Modi’s greatest strength is his foes' weakness

Panorama

Mihir Sharma; Bloomberg
06 December, 2023, 10:05 am
Last modified: 06 December, 2023, 04:56 pm
India’s opposition remains competitive in elections that don’t turn on his personal appeal. But to win at the national level it needs a unified message

The results from four state elections in India announced last weekend might appear dispiriting for India's opposition: Prime Minister Narendra Modi's Bharatiya Janata Party swept all three states in India's north. 

While the opposition Congress party dislodged a regional satrap in the southern state of Telangana, its governments in two of the three northern states fell. In the fourth, Madhya Pradesh, it didn't come close to repeating its defeat of the BJP in 2018.

These were three of the only states in India's heavily populated, Hindi-speaking northern belt where the Congress still has a presence, and most observers see the BJP's triumph as a sign that Modi's re-election next year is guaranteed. The BJP has twice now won majorities in India's parliament by sweeping almost every constituency in the north and the west of the country.

But we shouldn't overstate things either. A closer look at the results shows that the BJP — though not Modi himself — is more vulnerable than the headline numbers suggest.

Stated exercise a
In the opinion piece on India's state elections, in which southern state did the Congress party dislodge a regional satrap?

Task data
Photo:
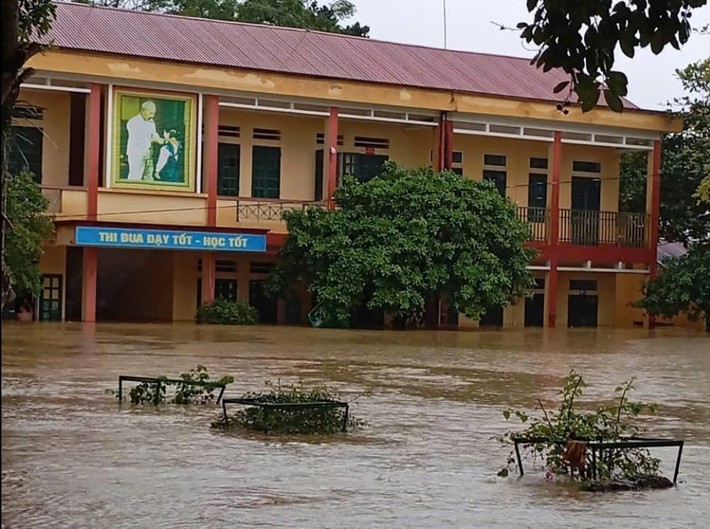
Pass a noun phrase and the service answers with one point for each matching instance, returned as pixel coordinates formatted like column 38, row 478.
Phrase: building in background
column 255, row 120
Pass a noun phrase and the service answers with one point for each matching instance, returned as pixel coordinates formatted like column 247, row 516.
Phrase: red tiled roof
column 296, row 51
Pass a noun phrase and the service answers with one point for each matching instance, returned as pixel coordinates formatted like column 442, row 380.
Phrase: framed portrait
column 153, row 139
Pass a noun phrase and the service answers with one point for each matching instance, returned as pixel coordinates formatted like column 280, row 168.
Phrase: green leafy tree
column 582, row 37
column 30, row 229
column 685, row 164
column 403, row 239
column 20, row 20
column 682, row 286
column 308, row 14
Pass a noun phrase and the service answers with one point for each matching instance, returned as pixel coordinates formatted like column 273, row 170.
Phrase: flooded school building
column 169, row 147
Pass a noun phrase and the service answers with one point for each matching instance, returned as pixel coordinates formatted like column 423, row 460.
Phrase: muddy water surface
column 72, row 457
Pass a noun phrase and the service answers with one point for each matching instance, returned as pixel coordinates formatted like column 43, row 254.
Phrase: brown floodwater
column 73, row 457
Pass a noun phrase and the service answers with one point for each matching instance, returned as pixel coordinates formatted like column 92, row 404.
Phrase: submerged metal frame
column 602, row 446
column 288, row 405
column 166, row 381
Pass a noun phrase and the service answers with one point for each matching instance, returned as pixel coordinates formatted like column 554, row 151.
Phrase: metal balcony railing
column 599, row 228
column 270, row 210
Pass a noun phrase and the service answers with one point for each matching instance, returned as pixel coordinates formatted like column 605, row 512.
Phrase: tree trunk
column 13, row 73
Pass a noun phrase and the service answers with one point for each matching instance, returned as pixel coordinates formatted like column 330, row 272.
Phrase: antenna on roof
column 444, row 5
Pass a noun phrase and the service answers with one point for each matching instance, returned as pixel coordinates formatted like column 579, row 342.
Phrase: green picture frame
column 153, row 140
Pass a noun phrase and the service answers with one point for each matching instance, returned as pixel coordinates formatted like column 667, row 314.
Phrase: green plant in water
column 202, row 394
column 186, row 393
column 608, row 423
column 223, row 312
column 290, row 421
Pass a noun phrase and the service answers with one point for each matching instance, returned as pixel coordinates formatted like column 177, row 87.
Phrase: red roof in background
column 297, row 51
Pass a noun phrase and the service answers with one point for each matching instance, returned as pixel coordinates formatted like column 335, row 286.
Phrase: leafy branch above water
column 193, row 387
column 290, row 410
column 560, row 432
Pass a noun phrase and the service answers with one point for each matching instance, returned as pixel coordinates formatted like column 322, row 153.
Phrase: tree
column 685, row 162
column 403, row 239
column 21, row 21
column 308, row 14
column 682, row 286
column 582, row 37
column 26, row 207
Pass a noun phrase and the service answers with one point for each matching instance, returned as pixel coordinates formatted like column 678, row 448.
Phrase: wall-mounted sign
column 168, row 239
column 153, row 140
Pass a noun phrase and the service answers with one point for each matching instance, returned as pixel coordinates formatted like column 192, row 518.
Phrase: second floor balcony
column 575, row 227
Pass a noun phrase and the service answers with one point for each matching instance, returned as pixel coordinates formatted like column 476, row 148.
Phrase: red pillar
column 655, row 215
column 91, row 255
column 448, row 144
column 440, row 143
column 210, row 162
column 209, row 271
column 93, row 134
column 332, row 146
column 554, row 229
column 89, row 273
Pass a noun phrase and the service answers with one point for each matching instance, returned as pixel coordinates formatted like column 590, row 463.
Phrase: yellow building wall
column 55, row 126
column 152, row 207
column 135, row 285
column 124, row 69
column 410, row 146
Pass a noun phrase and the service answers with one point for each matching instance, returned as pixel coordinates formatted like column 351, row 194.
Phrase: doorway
column 586, row 200
column 582, row 303
column 492, row 318
column 265, row 305
column 50, row 301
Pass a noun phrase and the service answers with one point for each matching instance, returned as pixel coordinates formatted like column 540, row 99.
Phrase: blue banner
column 169, row 240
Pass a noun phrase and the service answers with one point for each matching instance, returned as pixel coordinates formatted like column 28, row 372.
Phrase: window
column 225, row 289
column 364, row 167
column 457, row 162
column 494, row 171
column 266, row 172
column 497, row 160
column 256, row 267
column 320, row 139
column 228, row 169
column 374, row 143
column 50, row 305
column 583, row 285
column 586, row 167
column 26, row 151
column 537, row 190
column 267, row 134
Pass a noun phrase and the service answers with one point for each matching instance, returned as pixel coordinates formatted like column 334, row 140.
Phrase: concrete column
column 209, row 273
column 93, row 135
column 211, row 139
column 331, row 144
column 551, row 283
column 653, row 206
column 89, row 281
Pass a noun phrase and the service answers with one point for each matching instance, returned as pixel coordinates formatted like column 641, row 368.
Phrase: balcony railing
column 270, row 210
column 589, row 228
column 595, row 228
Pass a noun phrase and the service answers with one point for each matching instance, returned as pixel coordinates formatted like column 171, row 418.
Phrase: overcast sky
column 652, row 81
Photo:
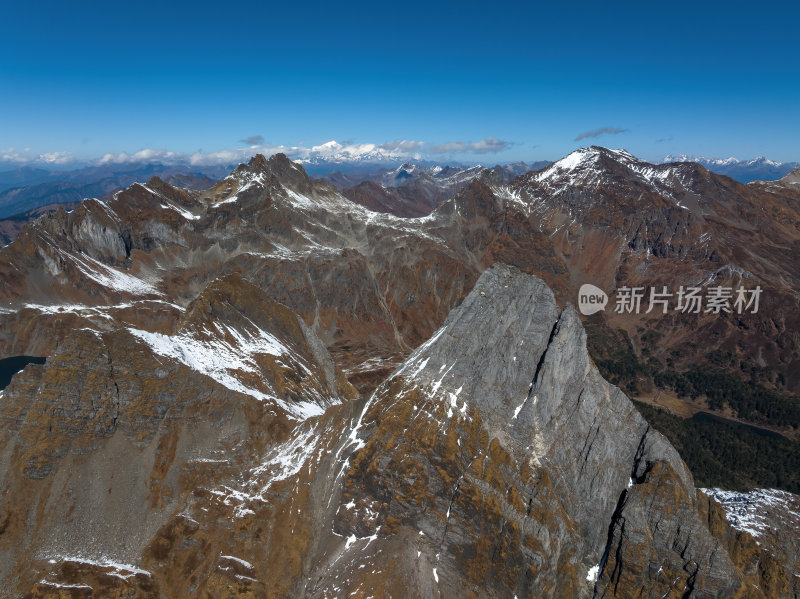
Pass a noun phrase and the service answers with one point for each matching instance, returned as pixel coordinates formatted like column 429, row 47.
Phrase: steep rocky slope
column 264, row 389
column 494, row 462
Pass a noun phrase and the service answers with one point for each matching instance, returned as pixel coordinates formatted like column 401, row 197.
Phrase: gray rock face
column 499, row 453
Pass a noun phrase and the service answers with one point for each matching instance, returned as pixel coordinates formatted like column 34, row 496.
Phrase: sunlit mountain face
column 381, row 383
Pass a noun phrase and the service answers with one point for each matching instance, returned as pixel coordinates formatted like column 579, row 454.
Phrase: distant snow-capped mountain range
column 744, row 171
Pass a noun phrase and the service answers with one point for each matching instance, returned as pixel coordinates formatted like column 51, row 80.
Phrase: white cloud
column 485, row 146
column 330, row 151
column 56, row 157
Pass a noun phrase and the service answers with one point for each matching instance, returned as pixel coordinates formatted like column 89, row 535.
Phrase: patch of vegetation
column 748, row 399
column 726, row 454
column 725, row 380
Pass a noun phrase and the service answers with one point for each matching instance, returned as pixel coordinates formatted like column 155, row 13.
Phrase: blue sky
column 706, row 78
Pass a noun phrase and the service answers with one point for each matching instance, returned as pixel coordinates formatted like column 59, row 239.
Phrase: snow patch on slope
column 221, row 360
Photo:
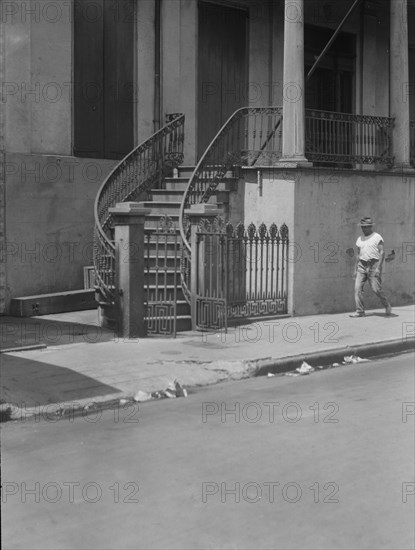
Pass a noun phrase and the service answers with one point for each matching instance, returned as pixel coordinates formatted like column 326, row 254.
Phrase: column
column 399, row 79
column 293, row 126
column 128, row 220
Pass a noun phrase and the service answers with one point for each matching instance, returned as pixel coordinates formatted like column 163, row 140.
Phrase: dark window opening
column 104, row 91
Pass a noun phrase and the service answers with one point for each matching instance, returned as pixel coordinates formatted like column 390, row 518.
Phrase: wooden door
column 104, row 81
column 222, row 68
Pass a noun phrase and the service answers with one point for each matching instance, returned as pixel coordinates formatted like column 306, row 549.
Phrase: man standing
column 369, row 262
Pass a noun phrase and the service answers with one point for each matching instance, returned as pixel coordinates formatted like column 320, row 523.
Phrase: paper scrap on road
column 305, row 368
column 353, row 359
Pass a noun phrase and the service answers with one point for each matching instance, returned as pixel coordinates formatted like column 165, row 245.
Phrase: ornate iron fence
column 131, row 179
column 250, row 136
column 162, row 277
column 351, row 139
column 241, row 272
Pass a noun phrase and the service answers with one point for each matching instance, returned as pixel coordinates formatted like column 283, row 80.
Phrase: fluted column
column 293, row 126
column 399, row 79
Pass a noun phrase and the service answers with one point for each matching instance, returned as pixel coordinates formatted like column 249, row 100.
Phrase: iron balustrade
column 251, row 136
column 141, row 170
column 342, row 138
column 241, row 272
column 161, row 277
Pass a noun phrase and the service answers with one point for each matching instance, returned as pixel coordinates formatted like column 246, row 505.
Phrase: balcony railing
column 341, row 138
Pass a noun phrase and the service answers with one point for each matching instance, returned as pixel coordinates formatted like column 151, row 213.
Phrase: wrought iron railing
column 142, row 169
column 342, row 138
column 251, row 136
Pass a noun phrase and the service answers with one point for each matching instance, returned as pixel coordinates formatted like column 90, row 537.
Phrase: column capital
column 203, row 210
column 128, row 213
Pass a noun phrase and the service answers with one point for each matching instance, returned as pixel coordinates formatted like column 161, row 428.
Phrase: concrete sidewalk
column 81, row 363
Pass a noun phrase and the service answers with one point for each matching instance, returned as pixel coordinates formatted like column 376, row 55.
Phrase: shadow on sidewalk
column 18, row 332
column 28, row 383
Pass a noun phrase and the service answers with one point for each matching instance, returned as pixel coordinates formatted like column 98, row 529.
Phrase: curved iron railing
column 338, row 138
column 138, row 172
column 252, row 135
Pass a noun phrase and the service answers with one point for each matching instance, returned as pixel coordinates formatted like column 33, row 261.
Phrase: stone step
column 178, row 184
column 57, row 302
column 185, row 171
column 166, row 195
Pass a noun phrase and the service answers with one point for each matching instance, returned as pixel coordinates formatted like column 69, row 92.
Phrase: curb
column 366, row 351
column 29, row 347
column 92, row 406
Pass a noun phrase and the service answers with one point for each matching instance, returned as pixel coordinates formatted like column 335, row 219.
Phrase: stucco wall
column 322, row 209
column 328, row 207
column 49, row 221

Stated exercise b
In the rows, duplicate every line from the one with "89, row 535." to the one with "column 128, row 220", including both of those lines. Leave the pictures out of your answer.

Written solution a
Telangana.

Written solution b
Pass a noun phrase and the service answers with one point for each matching instance, returned as pixel coordinates formatted like column 89, row 535.
Phrase: patch of vegetation
column 748, row 399
column 726, row 454
column 725, row 380
Pass a noun phrase and the service answers with one point for each matching instance, returned as pixel coordinates formatted like column 155, row 13.
Phrase: blue sky
column 706, row 78
Pass a noun phrase and the service answers with one point for each matching instance, returned as pixel coordinates formatted like column 59, row 239.
Phrase: snow patch on slope
column 221, row 360
Photo:
Pass a noun phrase and the service answers with one point for each matching instance, returned as pixel coordinates formatted like column 326, row 254.
Phrase: column
column 399, row 79
column 293, row 126
column 128, row 220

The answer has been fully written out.